## Directions for this task
Rewrite every line from the one containing "point_to annotates the butterfly in" down to the end of the data below, shifting each x and y coordinate up by 125 and leaving all other lines unchanged.

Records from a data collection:
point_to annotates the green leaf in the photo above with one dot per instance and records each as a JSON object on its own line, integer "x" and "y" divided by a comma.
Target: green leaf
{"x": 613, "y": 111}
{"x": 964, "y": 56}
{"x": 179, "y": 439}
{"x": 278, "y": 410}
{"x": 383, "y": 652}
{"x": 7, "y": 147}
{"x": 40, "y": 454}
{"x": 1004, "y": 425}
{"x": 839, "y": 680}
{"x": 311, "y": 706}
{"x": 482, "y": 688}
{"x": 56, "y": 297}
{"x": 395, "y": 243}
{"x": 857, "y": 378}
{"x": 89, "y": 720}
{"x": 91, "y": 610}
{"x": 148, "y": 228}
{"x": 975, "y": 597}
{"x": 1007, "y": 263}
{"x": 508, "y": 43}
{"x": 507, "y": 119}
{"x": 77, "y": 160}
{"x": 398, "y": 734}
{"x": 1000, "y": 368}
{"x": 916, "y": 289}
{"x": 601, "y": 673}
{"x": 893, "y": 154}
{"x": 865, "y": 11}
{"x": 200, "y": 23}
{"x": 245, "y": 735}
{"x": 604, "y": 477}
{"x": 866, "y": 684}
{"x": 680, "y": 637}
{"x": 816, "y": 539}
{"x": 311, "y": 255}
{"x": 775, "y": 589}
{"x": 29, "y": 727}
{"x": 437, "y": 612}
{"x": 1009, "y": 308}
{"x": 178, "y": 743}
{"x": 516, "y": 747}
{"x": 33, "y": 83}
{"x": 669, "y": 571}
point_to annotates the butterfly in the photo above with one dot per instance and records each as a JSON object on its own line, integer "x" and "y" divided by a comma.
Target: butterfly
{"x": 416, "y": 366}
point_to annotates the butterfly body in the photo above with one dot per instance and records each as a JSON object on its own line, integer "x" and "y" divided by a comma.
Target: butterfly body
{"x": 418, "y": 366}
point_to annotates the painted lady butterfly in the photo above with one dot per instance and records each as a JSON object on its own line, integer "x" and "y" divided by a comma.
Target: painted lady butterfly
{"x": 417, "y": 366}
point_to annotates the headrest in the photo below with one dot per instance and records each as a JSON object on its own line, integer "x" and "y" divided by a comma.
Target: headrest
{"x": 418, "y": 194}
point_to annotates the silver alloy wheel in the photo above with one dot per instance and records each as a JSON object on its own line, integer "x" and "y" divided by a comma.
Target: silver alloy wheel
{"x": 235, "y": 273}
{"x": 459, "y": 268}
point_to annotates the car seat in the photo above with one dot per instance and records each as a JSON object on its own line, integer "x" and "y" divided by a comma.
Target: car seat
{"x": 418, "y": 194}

## Output for this exercise
point_to annotates the butterfly in the photo above with one dot per instance and records each as a JSON object on its own line, integer "x" and "y" divided by a comma.
Target: butterfly
{"x": 541, "y": 491}
point_to annotates the butterfly body in the photo above with one dot per instance and records each as a JSON object on its own line, integer "x" and "y" divided by a comma.
Target: butterfly body
{"x": 543, "y": 491}
point_to annotates the painted lady butterfly in the photo above with one dot per instance and records each as a JSON object on its own line, integer "x" and "y" divided by a comma.
Target: painted lady butterfly
{"x": 542, "y": 491}
point_to annotates the headrest in the photo below with one dot per instance and records each as a JSON object on its own line, integer "x" and "y" divided by a comma.
Target: headrest
{"x": 543, "y": 319}
point_to annotates the silver alloy wheel in the photo above with one dot per instance and records each as a JSON object on its own line, integer "x" and "y" divided by a comma.
Target: silver alloy wheel
{"x": 360, "y": 398}
{"x": 584, "y": 393}
point_to annotates the car seat in the photo above with one dot per instance and records each as a JSON object on its own line, integer "x" and "y" divided by a comma.
Target: car seat
{"x": 543, "y": 319}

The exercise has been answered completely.